▶ THE EXERCISE
Copy the rows exactly as they appear, beginning with the line that contains "Find — the oven door window, a" and continuing through the last line of the rows.

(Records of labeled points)
** Begin **

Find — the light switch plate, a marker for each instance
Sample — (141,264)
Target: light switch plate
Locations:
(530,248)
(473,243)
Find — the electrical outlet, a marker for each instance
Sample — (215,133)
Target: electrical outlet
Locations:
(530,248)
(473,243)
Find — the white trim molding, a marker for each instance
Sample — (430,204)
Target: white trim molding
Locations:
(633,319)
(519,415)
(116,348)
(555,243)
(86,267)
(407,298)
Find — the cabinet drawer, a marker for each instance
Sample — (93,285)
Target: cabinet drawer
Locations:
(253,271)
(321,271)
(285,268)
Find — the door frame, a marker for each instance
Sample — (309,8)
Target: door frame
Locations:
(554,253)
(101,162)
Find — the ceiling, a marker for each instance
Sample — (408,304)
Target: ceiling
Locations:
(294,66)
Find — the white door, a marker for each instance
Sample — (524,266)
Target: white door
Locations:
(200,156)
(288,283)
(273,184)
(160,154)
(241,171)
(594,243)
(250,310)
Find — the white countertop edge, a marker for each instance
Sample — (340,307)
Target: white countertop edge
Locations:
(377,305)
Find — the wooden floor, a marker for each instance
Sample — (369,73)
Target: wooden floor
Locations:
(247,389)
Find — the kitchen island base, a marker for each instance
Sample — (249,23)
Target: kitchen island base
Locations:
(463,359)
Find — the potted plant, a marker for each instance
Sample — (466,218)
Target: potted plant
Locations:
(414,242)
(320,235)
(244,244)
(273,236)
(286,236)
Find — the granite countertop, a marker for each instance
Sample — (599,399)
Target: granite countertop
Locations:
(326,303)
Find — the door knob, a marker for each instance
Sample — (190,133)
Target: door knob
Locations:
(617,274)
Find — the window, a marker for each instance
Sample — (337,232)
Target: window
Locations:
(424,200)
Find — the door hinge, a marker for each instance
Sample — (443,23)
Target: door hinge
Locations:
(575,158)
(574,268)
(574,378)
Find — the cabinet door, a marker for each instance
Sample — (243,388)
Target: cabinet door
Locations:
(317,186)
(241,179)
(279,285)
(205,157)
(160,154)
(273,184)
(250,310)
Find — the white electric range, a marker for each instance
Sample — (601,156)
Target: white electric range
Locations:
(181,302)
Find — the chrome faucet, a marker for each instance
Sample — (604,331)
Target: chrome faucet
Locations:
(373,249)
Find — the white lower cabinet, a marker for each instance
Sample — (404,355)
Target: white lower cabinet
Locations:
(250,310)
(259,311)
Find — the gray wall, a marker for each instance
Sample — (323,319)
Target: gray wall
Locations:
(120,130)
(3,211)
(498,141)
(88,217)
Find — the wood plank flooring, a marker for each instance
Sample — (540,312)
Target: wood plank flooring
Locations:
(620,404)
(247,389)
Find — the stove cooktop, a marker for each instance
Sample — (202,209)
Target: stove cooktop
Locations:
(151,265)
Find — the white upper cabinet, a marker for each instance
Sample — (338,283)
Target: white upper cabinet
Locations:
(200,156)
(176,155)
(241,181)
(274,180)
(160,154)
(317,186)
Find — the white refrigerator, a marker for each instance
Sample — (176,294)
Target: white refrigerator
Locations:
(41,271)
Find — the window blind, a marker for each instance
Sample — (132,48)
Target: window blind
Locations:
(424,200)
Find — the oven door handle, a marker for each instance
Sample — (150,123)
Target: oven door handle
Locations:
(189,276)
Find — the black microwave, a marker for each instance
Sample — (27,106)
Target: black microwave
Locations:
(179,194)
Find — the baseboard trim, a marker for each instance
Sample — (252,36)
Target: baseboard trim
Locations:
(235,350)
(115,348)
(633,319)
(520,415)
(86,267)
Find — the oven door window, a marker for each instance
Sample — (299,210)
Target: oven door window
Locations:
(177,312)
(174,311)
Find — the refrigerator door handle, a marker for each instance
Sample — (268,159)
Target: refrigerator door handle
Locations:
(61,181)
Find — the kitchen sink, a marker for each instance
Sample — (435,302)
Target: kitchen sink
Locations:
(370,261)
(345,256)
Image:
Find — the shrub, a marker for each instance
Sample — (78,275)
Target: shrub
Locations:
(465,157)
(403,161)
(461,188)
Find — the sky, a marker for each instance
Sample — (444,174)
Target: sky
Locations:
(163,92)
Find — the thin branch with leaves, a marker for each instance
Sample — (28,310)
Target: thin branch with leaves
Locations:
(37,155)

** End **

▶ TASK ANSWER
Find — the oven door window, a marker for each instance
Sample — (299,210)
Target: oven door window
Locations:
(177,312)
(174,311)
Find — the refrigerator door handle, a marker for each instance
Sample — (268,159)
Target: refrigerator door handle
Locations:
(61,181)
Find — the kitchen sink, a marker for each instance
Sample — (435,302)
Target: kitchen sink
Locations:
(370,261)
(345,256)
Image:
Find — the shrub, a marker for each instance
Sample — (78,275)
Target: shrub
Locations:
(465,157)
(403,161)
(461,188)
Find — the sky, a marker for each instance
Sample — (444,174)
Target: sky
Locations:
(163,92)
Find — the thin branch with leaves, a marker for each instance
Sample — (28,310)
Target: thin branch with leaves
Locations:
(37,155)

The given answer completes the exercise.